Task to complete
Report every line in the entries below that contains the word "jacket", copying each such line in full.

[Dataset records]
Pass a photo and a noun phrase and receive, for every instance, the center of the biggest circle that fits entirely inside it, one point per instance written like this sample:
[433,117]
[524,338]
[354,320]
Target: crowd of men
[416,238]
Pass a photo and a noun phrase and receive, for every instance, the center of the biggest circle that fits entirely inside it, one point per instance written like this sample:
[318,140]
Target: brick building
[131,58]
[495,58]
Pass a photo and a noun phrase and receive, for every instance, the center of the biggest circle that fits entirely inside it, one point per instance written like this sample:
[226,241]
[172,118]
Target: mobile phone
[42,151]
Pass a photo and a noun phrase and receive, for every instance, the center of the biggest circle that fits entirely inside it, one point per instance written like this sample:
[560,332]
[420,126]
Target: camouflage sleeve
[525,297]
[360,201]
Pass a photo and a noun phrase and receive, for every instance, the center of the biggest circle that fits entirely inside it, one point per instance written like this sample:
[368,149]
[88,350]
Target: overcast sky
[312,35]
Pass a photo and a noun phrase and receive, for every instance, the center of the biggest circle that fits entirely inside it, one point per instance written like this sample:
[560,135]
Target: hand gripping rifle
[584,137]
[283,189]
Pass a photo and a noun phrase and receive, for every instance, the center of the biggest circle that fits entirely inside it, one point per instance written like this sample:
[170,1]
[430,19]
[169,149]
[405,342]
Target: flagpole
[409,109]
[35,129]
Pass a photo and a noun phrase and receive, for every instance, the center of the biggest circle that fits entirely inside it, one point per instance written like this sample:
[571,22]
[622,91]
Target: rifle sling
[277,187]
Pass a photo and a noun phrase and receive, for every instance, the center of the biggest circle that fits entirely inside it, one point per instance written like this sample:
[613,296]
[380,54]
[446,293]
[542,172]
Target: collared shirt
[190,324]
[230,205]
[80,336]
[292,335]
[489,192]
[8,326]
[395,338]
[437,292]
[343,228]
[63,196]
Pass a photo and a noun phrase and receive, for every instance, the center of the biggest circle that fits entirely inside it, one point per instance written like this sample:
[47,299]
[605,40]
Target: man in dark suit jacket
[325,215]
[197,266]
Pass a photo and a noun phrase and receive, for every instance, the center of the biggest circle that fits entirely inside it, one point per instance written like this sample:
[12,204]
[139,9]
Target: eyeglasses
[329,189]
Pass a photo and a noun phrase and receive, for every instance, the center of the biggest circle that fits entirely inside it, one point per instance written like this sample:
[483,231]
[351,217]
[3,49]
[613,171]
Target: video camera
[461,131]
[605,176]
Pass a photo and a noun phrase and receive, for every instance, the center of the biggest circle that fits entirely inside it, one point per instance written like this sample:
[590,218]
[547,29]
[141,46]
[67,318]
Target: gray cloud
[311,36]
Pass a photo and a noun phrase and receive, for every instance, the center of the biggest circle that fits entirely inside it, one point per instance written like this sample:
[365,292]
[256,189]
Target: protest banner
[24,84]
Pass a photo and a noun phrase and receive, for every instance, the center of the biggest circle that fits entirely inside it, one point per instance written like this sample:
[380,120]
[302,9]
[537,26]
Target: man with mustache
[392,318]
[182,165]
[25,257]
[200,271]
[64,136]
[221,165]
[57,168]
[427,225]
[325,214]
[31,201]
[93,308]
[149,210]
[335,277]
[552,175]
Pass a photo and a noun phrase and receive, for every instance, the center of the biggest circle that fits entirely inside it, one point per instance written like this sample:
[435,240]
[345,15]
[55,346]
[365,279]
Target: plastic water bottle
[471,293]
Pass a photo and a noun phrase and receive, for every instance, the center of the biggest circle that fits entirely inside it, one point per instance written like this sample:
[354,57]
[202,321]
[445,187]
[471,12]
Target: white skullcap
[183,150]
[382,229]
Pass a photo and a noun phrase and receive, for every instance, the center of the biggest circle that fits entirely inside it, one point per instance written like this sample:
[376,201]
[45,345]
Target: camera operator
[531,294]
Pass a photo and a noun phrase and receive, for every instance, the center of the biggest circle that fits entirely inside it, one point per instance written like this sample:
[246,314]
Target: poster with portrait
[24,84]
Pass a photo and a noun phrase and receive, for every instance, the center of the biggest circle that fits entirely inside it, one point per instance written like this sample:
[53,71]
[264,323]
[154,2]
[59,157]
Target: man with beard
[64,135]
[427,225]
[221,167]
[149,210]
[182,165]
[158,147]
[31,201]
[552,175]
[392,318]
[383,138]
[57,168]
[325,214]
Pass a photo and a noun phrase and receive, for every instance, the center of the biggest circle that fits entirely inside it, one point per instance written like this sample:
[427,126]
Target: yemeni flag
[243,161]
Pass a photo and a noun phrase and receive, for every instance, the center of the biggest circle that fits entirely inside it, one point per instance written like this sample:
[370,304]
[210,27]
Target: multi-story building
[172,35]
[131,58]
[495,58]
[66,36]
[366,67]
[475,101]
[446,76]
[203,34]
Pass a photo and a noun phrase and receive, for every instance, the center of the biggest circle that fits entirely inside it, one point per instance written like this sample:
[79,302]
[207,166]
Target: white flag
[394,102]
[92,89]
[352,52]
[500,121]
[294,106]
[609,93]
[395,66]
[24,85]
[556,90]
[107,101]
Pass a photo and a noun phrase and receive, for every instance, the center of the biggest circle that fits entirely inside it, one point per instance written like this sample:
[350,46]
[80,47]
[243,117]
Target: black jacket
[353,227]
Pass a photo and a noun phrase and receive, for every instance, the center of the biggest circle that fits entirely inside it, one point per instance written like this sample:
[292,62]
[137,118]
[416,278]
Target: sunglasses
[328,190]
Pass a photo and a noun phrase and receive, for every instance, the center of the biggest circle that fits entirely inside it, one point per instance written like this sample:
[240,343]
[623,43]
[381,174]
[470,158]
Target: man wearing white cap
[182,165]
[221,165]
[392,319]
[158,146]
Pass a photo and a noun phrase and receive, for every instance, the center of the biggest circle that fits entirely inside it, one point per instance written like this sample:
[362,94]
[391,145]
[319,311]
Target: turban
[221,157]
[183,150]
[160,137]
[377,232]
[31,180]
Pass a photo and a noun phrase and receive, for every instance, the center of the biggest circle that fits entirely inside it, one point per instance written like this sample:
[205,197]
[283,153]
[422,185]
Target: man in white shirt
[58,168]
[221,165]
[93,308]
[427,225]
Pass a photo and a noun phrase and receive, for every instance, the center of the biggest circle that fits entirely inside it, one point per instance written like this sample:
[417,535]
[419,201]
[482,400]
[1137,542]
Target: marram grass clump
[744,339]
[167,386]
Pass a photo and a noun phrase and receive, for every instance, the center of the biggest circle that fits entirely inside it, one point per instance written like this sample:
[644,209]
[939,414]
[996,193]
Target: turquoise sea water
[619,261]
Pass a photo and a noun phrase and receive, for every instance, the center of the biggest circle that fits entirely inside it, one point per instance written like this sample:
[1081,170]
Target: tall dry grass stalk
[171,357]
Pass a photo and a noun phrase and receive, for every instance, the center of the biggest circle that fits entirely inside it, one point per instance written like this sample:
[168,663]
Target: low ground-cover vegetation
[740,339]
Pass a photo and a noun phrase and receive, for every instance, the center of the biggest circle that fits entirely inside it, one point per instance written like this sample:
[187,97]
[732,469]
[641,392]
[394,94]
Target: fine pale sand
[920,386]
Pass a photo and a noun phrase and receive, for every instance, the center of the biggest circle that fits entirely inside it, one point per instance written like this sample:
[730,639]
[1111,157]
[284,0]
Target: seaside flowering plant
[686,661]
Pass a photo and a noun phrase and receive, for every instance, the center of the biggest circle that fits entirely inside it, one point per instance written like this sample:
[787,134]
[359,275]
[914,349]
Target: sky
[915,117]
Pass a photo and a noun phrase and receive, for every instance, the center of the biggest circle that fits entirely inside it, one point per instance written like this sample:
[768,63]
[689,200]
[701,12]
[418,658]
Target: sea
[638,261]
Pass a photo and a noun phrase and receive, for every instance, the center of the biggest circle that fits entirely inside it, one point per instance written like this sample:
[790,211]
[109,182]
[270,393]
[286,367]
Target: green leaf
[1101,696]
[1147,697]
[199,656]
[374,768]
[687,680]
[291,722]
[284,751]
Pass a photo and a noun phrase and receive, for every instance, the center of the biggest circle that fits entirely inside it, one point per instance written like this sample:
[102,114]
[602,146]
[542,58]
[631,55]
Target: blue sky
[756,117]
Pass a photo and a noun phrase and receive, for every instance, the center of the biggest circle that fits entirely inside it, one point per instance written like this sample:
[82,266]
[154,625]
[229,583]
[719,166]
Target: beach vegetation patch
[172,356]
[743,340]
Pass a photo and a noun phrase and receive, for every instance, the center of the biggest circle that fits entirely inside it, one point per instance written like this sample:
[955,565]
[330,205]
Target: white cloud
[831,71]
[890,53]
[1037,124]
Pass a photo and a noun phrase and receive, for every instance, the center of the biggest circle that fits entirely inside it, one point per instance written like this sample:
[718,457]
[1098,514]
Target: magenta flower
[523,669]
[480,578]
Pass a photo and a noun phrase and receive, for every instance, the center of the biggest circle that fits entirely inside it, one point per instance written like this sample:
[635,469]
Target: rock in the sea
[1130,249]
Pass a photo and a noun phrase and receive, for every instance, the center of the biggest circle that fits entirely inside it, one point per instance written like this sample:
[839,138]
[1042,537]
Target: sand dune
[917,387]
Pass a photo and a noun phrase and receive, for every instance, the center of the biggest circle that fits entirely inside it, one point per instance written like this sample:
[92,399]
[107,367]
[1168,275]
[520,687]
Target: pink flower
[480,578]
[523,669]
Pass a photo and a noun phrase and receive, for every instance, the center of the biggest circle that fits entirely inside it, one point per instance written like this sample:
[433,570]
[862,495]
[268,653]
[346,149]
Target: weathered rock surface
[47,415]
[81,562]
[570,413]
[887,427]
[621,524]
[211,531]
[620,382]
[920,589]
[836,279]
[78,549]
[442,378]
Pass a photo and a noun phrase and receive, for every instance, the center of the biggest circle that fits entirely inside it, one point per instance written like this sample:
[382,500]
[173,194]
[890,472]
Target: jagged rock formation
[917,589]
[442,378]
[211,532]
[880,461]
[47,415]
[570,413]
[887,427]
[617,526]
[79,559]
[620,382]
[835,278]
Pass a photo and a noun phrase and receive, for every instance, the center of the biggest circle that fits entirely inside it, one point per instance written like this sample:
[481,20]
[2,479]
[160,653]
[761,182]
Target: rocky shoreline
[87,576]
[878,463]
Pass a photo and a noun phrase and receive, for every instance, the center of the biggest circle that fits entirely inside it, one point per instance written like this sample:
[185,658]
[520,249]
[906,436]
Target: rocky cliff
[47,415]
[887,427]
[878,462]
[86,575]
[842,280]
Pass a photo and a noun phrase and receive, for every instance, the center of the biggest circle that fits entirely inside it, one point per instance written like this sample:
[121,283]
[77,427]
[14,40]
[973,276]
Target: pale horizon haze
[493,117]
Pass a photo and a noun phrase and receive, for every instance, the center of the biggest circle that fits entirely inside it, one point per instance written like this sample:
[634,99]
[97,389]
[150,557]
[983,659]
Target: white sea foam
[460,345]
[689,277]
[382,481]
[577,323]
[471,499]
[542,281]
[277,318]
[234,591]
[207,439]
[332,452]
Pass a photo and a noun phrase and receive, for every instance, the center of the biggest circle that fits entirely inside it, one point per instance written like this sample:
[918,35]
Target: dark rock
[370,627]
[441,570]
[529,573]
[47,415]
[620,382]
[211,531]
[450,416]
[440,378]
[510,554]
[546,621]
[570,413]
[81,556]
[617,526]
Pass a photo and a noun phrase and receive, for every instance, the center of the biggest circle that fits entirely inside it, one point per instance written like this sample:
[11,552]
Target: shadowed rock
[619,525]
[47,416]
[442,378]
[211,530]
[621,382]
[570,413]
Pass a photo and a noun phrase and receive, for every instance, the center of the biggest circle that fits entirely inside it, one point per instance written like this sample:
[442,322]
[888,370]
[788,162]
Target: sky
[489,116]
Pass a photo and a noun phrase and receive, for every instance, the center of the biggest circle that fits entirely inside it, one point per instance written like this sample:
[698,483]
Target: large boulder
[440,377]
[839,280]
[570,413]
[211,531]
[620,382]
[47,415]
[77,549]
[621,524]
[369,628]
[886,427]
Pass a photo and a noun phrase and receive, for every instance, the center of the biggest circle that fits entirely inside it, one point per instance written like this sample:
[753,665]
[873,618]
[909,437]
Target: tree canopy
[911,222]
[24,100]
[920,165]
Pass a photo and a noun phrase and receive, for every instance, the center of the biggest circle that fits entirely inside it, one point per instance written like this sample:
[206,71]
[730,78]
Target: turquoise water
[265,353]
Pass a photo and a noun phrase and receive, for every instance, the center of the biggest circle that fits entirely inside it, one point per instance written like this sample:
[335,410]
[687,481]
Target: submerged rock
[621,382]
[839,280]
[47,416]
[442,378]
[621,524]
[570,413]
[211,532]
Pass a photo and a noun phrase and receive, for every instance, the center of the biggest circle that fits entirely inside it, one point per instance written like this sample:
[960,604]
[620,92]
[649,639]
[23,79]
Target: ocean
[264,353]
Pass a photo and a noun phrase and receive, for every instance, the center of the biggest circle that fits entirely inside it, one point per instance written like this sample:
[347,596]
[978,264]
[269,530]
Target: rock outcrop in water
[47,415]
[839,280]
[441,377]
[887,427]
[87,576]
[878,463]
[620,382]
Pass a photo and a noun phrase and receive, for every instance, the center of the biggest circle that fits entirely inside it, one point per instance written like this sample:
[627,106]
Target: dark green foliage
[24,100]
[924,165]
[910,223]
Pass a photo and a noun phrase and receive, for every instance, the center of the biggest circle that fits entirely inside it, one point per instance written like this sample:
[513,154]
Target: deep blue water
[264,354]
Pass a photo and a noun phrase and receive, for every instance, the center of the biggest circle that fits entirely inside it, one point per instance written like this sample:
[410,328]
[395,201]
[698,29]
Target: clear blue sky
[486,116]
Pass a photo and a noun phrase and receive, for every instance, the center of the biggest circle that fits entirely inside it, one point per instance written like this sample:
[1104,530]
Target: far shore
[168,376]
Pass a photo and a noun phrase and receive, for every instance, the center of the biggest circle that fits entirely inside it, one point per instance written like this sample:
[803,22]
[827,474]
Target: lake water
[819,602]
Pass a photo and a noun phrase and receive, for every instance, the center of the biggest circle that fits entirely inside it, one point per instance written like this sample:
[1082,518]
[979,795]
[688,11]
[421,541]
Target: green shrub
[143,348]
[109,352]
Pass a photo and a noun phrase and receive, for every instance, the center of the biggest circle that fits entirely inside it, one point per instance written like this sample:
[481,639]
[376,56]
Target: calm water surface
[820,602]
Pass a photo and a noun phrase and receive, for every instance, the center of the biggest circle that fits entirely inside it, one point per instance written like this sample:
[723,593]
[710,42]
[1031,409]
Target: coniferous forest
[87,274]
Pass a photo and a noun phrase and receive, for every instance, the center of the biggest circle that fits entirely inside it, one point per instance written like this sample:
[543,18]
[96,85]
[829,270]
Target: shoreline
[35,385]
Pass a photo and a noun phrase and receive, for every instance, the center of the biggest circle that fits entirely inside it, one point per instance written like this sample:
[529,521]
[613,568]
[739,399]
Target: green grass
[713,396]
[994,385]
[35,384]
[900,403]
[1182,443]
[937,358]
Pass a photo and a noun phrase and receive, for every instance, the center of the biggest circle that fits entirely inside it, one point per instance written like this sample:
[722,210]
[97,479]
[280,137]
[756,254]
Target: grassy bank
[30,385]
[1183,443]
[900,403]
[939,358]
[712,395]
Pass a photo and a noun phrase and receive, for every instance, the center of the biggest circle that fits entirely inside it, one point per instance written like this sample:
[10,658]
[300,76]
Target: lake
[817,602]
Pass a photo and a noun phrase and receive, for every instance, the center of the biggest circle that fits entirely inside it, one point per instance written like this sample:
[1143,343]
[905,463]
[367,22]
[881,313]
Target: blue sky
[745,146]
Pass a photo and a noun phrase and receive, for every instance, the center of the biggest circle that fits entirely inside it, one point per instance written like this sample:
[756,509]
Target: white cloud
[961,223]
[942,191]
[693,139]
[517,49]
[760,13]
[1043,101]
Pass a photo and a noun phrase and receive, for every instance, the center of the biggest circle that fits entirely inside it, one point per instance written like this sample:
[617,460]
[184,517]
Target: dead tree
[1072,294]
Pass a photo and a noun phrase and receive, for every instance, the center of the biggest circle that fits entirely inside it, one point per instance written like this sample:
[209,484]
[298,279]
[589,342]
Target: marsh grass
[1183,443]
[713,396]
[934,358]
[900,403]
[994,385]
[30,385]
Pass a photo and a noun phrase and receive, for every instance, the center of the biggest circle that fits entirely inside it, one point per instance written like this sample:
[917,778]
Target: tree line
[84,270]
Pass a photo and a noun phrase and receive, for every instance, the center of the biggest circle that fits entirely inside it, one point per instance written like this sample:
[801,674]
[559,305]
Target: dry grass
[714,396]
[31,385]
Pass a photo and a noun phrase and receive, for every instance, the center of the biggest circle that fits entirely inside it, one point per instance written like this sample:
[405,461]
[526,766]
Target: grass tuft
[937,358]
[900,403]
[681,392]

Correct result
Target: man in dark suit jacket
Target: black jacket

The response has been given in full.